Significant FC for these basaltic andesites can be ruled out, for the following four reasons: 1) An obvious linear relationship is not shown in the Harker diagram (Supplementary Figure S1). 2) Basaltic andesites produced by FC require basaltic magma as the parent magma; however, no contemporaneous basaltic magma has emerged around the study area (Zheng et al., 2015). 3) The FC of plagioclase is often accompanied with negative Eu anomalies, which is not shown in our samples (Figure 3C). 4) The WGBA samples show no FC trend in the La/Sm versus La diagrams or La/Yb versus La diagrams (Figures 4A, B).
FIGURE 4. (A) La/Sm versus La diagrams for the Wuga Co basaltic andesites (WGBA); (B) La/Yb versus La diagrams for the WGBA. Data and symbols are the same as in Figure 3B.
The mixture of mafic magma and felsic magma can produce basaltic andesite magma. However, the signature of homogeneous isotopic values (87Sr/86Sr = 0.704244–0.704494, 143Nd/144Nd = 0.512797–0.512806) suggests that no magma mixing occurred (Yang et al., 2012). Moreover, neither enclaves nor disequilibrium textures were observed in the field or microscope observations (Figure 2C; Perugini and Poli, 2012; Liu et al., 2019). Further support for this conclusion is given by the consistent chondrite-normalized REE and primitive-mantle-normalized trace-element patterns (Figures 3C, D; Liu et al., 2019).

• _What you will do_
(1) Rescale the stored entries from the one containing "rock and give me its bounding box." down to the end of the entries, inclusive. Write out every line again with its request, multiply each bounding-box coordinate by 1.35, round it to a whole number with halves going up, and leave the pictures out.
(2) Write what comes next in the text on the origin of the Wuga Co basaltic andesites.

Stored entries
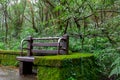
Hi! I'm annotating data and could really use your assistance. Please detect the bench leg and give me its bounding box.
[19,61,33,75]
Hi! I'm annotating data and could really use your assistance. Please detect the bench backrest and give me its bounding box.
[21,34,69,56]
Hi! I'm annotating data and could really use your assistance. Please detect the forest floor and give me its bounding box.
[0,66,37,80]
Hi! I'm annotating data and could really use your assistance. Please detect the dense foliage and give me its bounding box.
[0,0,120,80]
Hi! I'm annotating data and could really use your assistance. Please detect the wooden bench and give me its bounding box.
[16,34,69,75]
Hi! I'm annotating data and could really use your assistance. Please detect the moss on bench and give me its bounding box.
[34,53,98,80]
[0,50,26,66]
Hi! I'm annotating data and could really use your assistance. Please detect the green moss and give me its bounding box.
[34,53,98,80]
[34,53,93,66]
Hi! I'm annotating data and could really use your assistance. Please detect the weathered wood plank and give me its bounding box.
[32,42,61,47]
[16,56,34,62]
[32,50,65,54]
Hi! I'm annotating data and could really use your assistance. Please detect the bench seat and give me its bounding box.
[16,56,34,62]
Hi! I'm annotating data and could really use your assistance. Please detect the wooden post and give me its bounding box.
[63,34,69,54]
[28,36,33,56]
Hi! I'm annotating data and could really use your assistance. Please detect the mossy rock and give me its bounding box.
[34,53,98,80]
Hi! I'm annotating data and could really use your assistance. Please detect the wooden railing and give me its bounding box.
[21,34,69,56]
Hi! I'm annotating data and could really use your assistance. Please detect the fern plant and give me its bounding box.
[109,57,120,80]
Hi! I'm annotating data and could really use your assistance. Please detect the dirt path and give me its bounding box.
[0,66,37,80]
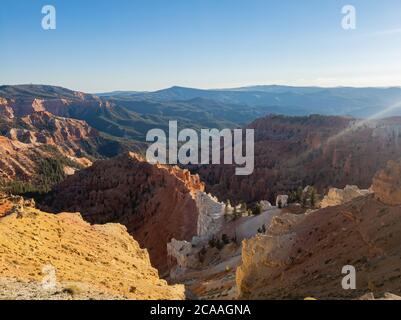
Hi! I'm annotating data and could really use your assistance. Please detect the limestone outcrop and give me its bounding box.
[320,185,371,208]
[236,186,401,299]
[0,197,184,300]
[372,161,401,206]
[45,153,205,274]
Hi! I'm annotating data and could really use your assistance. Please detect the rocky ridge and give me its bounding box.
[0,192,184,300]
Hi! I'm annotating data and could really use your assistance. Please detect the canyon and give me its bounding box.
[195,115,401,203]
[0,85,401,300]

• _Answers given_
(1)
Hi! I'm annotating data and could really use your assistance. Please detect the mossy rock and give me its bounding box.
[46,72,132,108]
Hi! I'm annotating data and could really use your assistance. Please detect the wooden railing and give me its bounding box.
[28,46,93,76]
Hi! I'm annotating data and could really use your assistance. Please detect the fern plant and give me its bounding box.
[147,77,162,108]
Hi! I'm annotating data and could really use your assistance. Please detect the dirt path and give me its bounding box.
[0,89,50,108]
Hi! I'm annotating data and could really use your assistance. Please detect the limestone outcrop and give me its bounding box.
[432,250,501,281]
[319,251,541,404]
[0,266,248,405]
[502,217,541,278]
[61,207,277,370]
Hi! I'm annotating data and could really use your assistance. Please detect the rocky ridge and give me its bounding box.
[0,259,248,405]
Hi! I'm annotating data and could really use your assistance. Please detect the canyon and give me its bounding box.
[263,155,541,274]
[0,115,541,405]

(2)
In the process of partial melting and fractional crystallization, the distribution coefficient of strongly incompatible elements relative to compatible elements can be ignored. According to this, Allègre and Minster, (1978) has carried out graphical and theoretical derivation for partial melting and fractional crystallization. When the concentration ratio of strongly incompatible elements to compatible elements is plotted against the concentration of strongly incompatible elements, the trajectory of partial melting is an inclined line, while the separation crystallization is a horizontal line. The values of WGBA have a strong positive correlation in the La/Yb versus La diagrams and that in the La/Sm versus La diagrams (Figures 4A, B), which is consistent with partial melting trends. Therefore, we suggest that the WGBA samples were generated by partial melting of their source rocks. Therefore, their source characteristics can be represented by their geochemical features.
5.1.2 The WGR
The WGBA (SiO2 = 53.9–55.5wt%) interbedded with the WGR (SiO2 = 77.0%–79.0wt%) constitute a bimodal volcanic suite. Two models have been proposed to explain the siliceous composition of bimodal volcanic rocks (Sui and Wang, 2013): 1) Crustal anatexis induced by the heat energy from the basaltic magma with distinct isotopic composition (Roberts and Clemens, 1993; Tepper et al., 1993; Guffanti et al., 1996; Zhu et al., 2007; Zhu et al., 2012); or, 2) FC of mantle-derived magma with similar isotopic compositions (Bacon and Druitt, 1988; Pin and Paquette, 1997; Bonin, 2004).
Partial melting and fractional crystallization cannot change the isotope ratios. The distinct differences of the εNd(t) values between the WGBA (+3.8 to +4.0) and the WGR (+2.2 to +2.5) rule out the FC model. Furthermore, FC trends of the WGR were not observed in the Harker diagram (Supplementary Figure S1) and the low Mg# values (13.5–18.2) of the WGR are consistent with crustal melts (Mg#<40) (Rapp and Bruce Watson, 1995; Wei et al., 2017). All these geochemical characteristics suggest that the WGR resulted from crustal anatexis.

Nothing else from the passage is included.